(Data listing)
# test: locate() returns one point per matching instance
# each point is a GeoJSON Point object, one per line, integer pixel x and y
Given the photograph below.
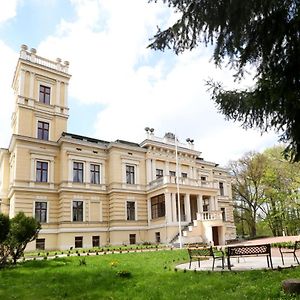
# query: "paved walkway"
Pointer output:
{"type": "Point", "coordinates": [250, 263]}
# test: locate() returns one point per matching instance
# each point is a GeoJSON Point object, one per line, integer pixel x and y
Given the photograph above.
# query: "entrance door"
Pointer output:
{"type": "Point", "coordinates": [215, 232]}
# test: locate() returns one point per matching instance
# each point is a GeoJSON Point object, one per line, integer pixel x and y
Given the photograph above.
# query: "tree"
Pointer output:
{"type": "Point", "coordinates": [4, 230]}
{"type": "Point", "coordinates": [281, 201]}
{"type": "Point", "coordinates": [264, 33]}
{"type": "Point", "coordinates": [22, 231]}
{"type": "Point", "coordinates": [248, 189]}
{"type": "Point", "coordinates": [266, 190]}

...

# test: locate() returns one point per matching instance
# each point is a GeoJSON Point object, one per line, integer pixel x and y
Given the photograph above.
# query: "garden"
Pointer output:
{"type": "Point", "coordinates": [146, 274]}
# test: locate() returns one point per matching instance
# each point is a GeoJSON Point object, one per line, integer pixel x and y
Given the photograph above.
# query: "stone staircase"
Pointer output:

__TO BE DONE__:
Gather every line of the rows above that contains the string "query". Letter case counts.

__REPLY TO THE TASK__:
# query: "paved walkway"
# query: "entrance door"
# query: "tree"
# query: "garden"
# query: "stone staircase"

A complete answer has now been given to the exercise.